■ **Exercise directions**
If a line in the entries below contains "raised", copy it.

Dataset entries:
^^^^
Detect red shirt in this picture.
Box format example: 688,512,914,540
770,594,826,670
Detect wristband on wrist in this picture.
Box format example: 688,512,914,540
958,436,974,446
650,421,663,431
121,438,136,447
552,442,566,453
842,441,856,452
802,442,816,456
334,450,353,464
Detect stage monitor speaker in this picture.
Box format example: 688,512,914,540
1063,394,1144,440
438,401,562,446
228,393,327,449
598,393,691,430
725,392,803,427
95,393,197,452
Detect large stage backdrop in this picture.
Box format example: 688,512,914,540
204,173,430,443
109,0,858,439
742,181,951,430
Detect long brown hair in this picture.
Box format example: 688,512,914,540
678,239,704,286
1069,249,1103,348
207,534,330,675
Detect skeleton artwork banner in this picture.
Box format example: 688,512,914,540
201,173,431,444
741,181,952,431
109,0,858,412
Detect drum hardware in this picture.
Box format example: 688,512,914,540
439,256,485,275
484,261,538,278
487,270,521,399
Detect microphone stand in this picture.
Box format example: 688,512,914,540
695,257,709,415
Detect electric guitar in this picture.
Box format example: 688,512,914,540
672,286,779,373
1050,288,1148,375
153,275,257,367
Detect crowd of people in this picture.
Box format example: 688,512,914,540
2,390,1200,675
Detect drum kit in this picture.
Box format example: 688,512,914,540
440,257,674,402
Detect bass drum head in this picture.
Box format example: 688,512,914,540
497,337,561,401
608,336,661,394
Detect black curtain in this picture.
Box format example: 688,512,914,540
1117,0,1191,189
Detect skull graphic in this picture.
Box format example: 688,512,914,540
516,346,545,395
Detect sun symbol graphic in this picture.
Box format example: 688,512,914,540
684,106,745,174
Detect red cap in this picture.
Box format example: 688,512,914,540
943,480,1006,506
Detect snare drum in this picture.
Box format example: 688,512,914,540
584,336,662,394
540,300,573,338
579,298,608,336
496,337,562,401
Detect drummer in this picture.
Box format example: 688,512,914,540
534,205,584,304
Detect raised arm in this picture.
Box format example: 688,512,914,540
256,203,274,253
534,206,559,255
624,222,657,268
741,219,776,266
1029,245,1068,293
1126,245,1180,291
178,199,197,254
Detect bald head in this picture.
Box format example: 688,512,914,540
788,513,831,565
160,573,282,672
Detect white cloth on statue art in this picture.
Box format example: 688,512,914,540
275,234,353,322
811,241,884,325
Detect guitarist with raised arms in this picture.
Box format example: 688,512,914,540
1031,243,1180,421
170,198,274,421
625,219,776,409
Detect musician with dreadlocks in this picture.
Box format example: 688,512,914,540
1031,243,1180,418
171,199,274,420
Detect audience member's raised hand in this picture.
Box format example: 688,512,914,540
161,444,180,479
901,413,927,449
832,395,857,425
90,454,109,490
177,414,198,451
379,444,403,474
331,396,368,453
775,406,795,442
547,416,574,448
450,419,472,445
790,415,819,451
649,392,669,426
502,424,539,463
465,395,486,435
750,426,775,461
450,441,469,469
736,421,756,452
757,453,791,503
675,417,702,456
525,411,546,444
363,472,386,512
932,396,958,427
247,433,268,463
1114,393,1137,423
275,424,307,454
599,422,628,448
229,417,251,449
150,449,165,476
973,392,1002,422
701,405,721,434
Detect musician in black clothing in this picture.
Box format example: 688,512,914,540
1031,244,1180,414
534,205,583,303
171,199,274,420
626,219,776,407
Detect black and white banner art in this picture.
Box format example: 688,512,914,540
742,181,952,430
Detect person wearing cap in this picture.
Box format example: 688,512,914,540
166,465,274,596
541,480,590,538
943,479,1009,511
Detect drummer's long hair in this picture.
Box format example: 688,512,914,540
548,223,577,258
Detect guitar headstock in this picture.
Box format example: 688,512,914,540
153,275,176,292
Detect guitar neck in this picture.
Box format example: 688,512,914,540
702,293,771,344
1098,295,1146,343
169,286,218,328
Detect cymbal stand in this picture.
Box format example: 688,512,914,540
^^^^
■ **Written solution**
Detect raised arm in this picture.
Detect guitarist with raised arms in this picture.
Detect audience member's raised hand in this picture.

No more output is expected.